• WORK INSTRUCTION:
A word-for-word copy of the lines from the one holding "the white road" through the final line of the records below is the only output asked for.

• ENTRIES SUPPLIED:
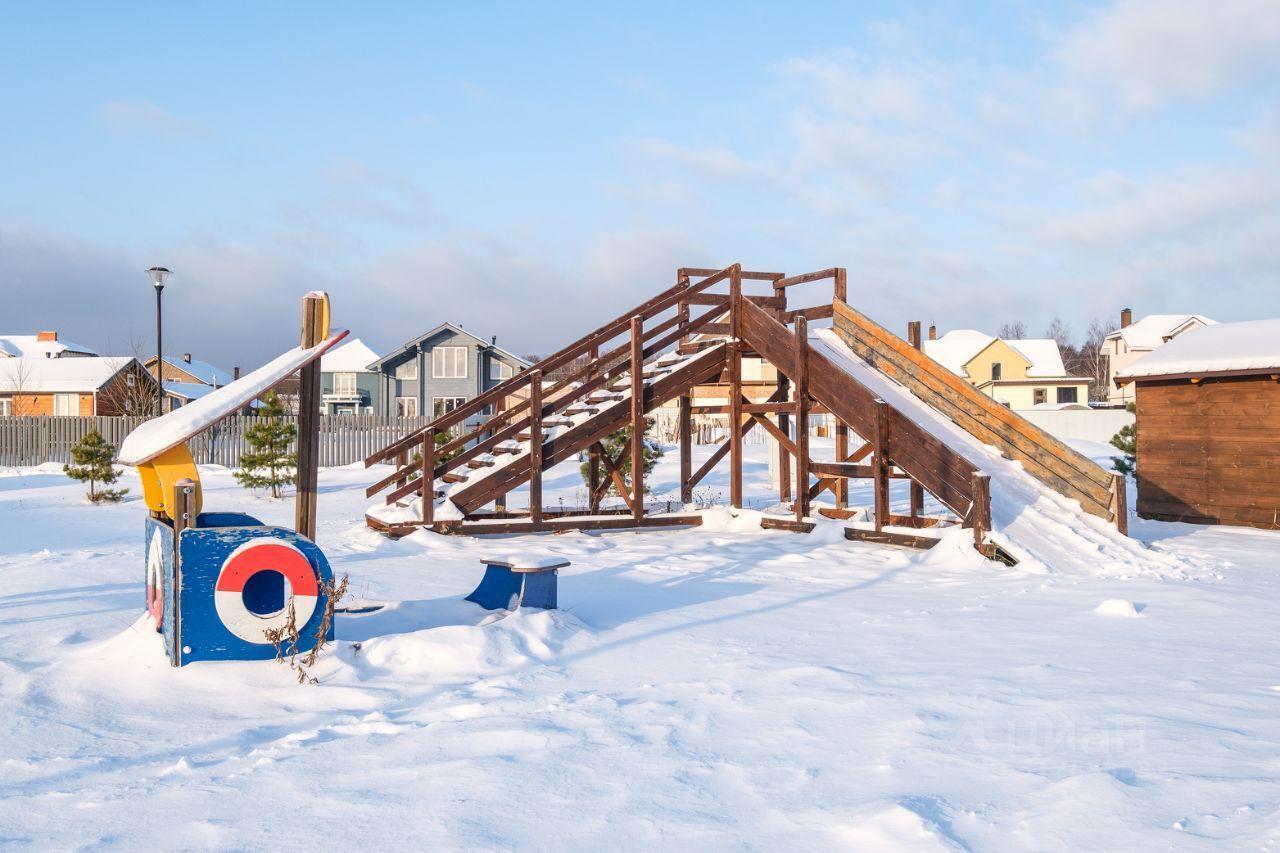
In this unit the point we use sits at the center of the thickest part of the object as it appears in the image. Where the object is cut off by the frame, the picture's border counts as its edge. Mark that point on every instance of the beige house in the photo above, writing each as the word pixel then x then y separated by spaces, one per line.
pixel 1134 340
pixel 1020 374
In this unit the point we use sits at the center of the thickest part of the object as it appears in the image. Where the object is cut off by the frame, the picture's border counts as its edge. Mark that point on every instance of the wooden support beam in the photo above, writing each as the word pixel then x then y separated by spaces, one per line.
pixel 638 422
pixel 913 337
pixel 535 447
pixel 801 379
pixel 735 391
pixel 979 514
pixel 314 309
pixel 785 425
pixel 882 463
pixel 428 478
pixel 1120 501
pixel 686 448
pixel 841 452
pixel 886 537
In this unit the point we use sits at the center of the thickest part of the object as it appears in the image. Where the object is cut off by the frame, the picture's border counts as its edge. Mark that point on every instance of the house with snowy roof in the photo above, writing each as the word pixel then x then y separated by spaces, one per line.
pixel 187 379
pixel 348 382
pixel 439 370
pixel 71 386
pixel 42 345
pixel 1133 341
pixel 1019 373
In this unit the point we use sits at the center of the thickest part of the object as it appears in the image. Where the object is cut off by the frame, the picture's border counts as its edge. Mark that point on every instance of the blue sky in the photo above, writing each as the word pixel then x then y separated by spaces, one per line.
pixel 529 170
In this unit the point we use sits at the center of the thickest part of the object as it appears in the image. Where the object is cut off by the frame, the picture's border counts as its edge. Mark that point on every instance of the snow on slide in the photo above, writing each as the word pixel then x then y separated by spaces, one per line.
pixel 156 436
pixel 1040 527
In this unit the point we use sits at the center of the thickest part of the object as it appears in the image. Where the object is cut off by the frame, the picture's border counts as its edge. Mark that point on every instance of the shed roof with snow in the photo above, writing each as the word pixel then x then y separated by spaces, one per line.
pixel 1237 349
pixel 1155 329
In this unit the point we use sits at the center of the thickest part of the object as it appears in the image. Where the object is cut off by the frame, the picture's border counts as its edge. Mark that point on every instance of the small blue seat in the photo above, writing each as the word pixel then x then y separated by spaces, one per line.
pixel 519 582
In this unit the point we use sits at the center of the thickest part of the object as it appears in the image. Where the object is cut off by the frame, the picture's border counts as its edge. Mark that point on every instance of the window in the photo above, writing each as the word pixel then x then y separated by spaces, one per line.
pixel 344 383
pixel 449 363
pixel 65 405
pixel 443 405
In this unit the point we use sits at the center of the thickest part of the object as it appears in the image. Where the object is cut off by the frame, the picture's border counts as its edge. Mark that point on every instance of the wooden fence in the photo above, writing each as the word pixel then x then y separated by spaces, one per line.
pixel 343 439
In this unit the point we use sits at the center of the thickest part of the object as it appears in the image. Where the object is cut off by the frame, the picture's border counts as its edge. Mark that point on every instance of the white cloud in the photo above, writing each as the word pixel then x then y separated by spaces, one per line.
pixel 1147 53
pixel 144 118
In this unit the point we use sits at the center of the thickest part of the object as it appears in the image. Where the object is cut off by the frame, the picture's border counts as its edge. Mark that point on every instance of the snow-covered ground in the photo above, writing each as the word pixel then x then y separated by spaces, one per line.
pixel 709 688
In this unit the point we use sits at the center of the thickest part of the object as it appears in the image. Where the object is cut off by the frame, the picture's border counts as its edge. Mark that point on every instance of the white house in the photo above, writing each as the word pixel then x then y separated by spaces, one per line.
pixel 1019 373
pixel 1132 341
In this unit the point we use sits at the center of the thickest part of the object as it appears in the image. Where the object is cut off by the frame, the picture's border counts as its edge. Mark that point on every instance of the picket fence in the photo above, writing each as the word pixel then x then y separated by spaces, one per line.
pixel 343 439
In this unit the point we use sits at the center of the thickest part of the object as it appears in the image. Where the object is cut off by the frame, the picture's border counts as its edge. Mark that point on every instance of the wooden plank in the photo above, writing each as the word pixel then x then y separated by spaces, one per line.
pixel 775 523
pixel 638 419
pixel 686 448
pixel 535 447
pixel 881 463
pixel 890 537
pixel 800 373
pixel 1043 456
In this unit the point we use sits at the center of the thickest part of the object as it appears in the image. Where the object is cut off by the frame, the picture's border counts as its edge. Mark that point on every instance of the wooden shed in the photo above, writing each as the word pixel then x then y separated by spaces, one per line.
pixel 1208 425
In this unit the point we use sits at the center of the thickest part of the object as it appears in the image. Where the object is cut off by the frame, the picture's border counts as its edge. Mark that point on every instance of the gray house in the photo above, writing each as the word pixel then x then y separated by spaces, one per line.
pixel 440 370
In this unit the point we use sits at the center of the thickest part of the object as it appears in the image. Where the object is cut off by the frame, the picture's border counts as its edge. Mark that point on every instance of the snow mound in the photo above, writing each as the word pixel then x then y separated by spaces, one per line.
pixel 1118 607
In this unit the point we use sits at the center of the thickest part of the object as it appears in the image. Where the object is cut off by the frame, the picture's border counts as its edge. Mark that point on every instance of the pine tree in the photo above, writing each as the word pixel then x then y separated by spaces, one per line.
pixel 1127 442
pixel 92 463
pixel 269 464
pixel 618 446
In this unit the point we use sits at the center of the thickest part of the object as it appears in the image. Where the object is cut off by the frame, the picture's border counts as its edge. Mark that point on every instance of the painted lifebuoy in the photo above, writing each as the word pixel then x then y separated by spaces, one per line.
pixel 250 559
pixel 155 580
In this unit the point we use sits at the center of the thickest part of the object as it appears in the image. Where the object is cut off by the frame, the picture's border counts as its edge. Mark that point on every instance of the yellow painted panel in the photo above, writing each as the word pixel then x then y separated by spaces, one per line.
pixel 159 475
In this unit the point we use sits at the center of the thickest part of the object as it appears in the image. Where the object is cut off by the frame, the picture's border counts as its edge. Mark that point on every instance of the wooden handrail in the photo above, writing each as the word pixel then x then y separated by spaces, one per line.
pixel 563 401
pixel 658 304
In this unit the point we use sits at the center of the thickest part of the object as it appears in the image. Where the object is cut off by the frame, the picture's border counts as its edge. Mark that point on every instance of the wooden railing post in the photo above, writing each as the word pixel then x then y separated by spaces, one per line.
pixel 979 515
pixel 309 420
pixel 882 464
pixel 183 516
pixel 913 336
pixel 638 422
pixel 1120 501
pixel 428 478
pixel 686 450
pixel 535 448
pixel 801 379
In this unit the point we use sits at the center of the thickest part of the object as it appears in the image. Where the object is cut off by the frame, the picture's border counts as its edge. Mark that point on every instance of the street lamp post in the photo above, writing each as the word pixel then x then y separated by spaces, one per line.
pixel 159 276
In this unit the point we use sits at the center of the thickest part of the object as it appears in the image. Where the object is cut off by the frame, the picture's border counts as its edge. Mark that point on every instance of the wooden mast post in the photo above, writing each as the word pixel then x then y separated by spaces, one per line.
pixel 881 468
pixel 428 477
pixel 314 310
pixel 735 391
pixel 801 377
pixel 638 418
pixel 535 448
pixel 913 336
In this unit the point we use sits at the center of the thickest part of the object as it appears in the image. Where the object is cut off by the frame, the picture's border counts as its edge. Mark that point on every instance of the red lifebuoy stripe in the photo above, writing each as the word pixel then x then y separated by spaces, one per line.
pixel 256 557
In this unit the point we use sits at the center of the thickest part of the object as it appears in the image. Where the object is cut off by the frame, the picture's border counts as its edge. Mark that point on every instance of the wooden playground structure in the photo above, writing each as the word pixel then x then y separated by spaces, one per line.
pixel 694 334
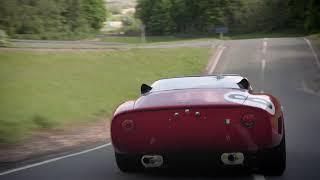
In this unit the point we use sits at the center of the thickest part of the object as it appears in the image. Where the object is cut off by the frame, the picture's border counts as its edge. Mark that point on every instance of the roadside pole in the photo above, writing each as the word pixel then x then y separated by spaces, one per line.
pixel 143 33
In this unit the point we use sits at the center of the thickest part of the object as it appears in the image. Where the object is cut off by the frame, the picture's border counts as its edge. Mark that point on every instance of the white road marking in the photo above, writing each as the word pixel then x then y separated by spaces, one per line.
pixel 258 177
pixel 264 48
pixel 313 52
pixel 216 59
pixel 52 160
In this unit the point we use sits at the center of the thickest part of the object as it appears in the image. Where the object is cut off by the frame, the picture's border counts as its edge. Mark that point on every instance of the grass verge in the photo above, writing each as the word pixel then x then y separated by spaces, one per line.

• TASK ANSWER:
In this unit the point we use sits at the center of the thickest part of the object as it appears in the image. Where the object is cut off by the frame, the picture's border counts as its edge. Mark that point on every instance of the white road marking in the photo above, writing each as the word pixel then x then y separated by spaces, one per line.
pixel 258 177
pixel 264 48
pixel 313 52
pixel 216 59
pixel 52 160
In this unit the point we use sits at the center of the thickest part of the object as it appears in the image. Where the object is cut off by the frame, the picture's border counts as its edge. Mark that point on every instance of the grass verge in the photo above, writing each as the word pixel then x then y separated by spaces, one per line.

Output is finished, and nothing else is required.